# EXERCISES:
**A.** According to the passage on Aurangzeb and the Satnamis, who founded the Satnami sect?
**B.** Reproduce the position identification rows word for word, omitting the pictures.

# SELECTED PASSAGE:
* START *

Jahangir's grandson the Emperor Aurangzeb was brought up a very
strict Muhammadan. The following, according to the Mirât-i-Alam of
the historian Bakhtawar Khan, shows how he treated Hindus and their
temples for the honour and glory of God and the success of what he
considered the only true religion: 'Hindu writers have been entirely excluded
from holding public offices; and all the worshipping places of the
infidels, and the great temples of these infamous people have been
thrown down and destroyed in a manner which excites astonishment at
the successful completion of so arduous an undertaking.'
The following is from the Maâsir-i-Alamgiri: 'It reached the ears
of His Majesty, the Protector of the Faith, that in the provinces of
Thatha, Multan, and Banaras, but especially in the latter, foolish
Brahmans were in the habit of expounding frivolous books in their
schools, and that students, learned Mussalmans as well as Hindus, went
there even from long distances, led by a desire to become acquainted
with the wicked sciences there taught. The Director of the Faith
consequently issued orders to all the governors of provinces to
destroy with willing hands the temples and schools of the infidels,
and to put an entire stop to the teaching and practice of idolatrous
forms of worship. It was subsequently reported to his religious
Majesty, leader of the Unitarians, that in obedience to his orders,
the Government officers had destroyed the temple of Vishwanath at
Banaras. In the thirteenth year of Aurangzeb's reign this
justice-loving monarch, the constant enemy of tyrants, commanded the
destruction of the Hindu temple of Mathura, and soon that stronghold
of falsehood and den of iniquity was levelled with the ground. On its
site was laid at great expense the foundation of a vast mosque.'
There arose a sect called Satnamis founded by Jagjivan Das, a
native of Awadh (Oude). They appear to have taken many of their
doctrines from the Sikhs. Their moral code is thus described: 'It is
something like that of all Hindu quietists, and enjoins indifference
to the world, its pleasures or its pains, implicit devotion to the
spiritual guide, clemency and gentleness, rigid adherence to truth,
the discharge of all ordinary, social, or religious obligations, and
the hope of final absorption into the one spirit which pervades all
things.'[1]
[1. H. H. Wilson's Religion of the Hindus.]
The Muhammadan historian thus describes this pious sect and their
treatment by the Emperor Aurangzeb: 'A body of bloody miserable
rebels, goldsmiths, carpenters, sweepers, tanners, and other ignoble
beings, braggarts and fools of all descriptions became so puffed up
with vainglory as to cast themselves headlong into the pit of
destruction. Aurangzeb sent an army to exterminate and destroy these
unbelievers. The heroes of Islam charged with impetuosity and
crimsoned their sabres with the blood of these desperate men. The
struggle was terrible. At length the Satnamis broke and fled, but were
pursued with great slaughter.

* END *

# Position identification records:
* START *

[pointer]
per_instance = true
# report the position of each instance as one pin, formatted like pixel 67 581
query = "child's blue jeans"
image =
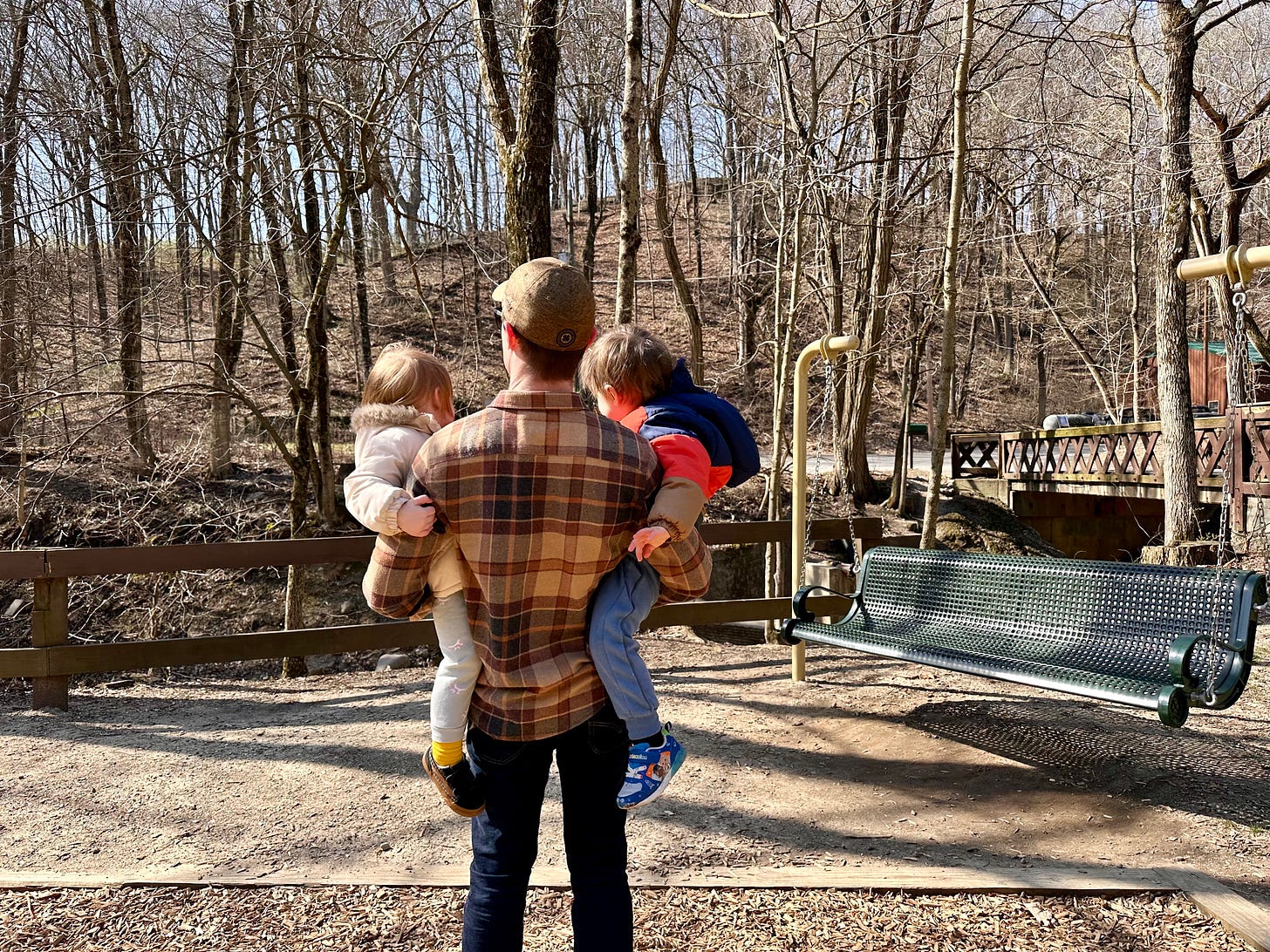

* END *

# RESPONSES:
**A.** Jagjivan Das, a native of Awadh (Oude).

**B.**
[pointer]
per_instance = true
# report the position of each instance as one pin, formatted like pixel 67 581
query = "child's blue jeans"
image =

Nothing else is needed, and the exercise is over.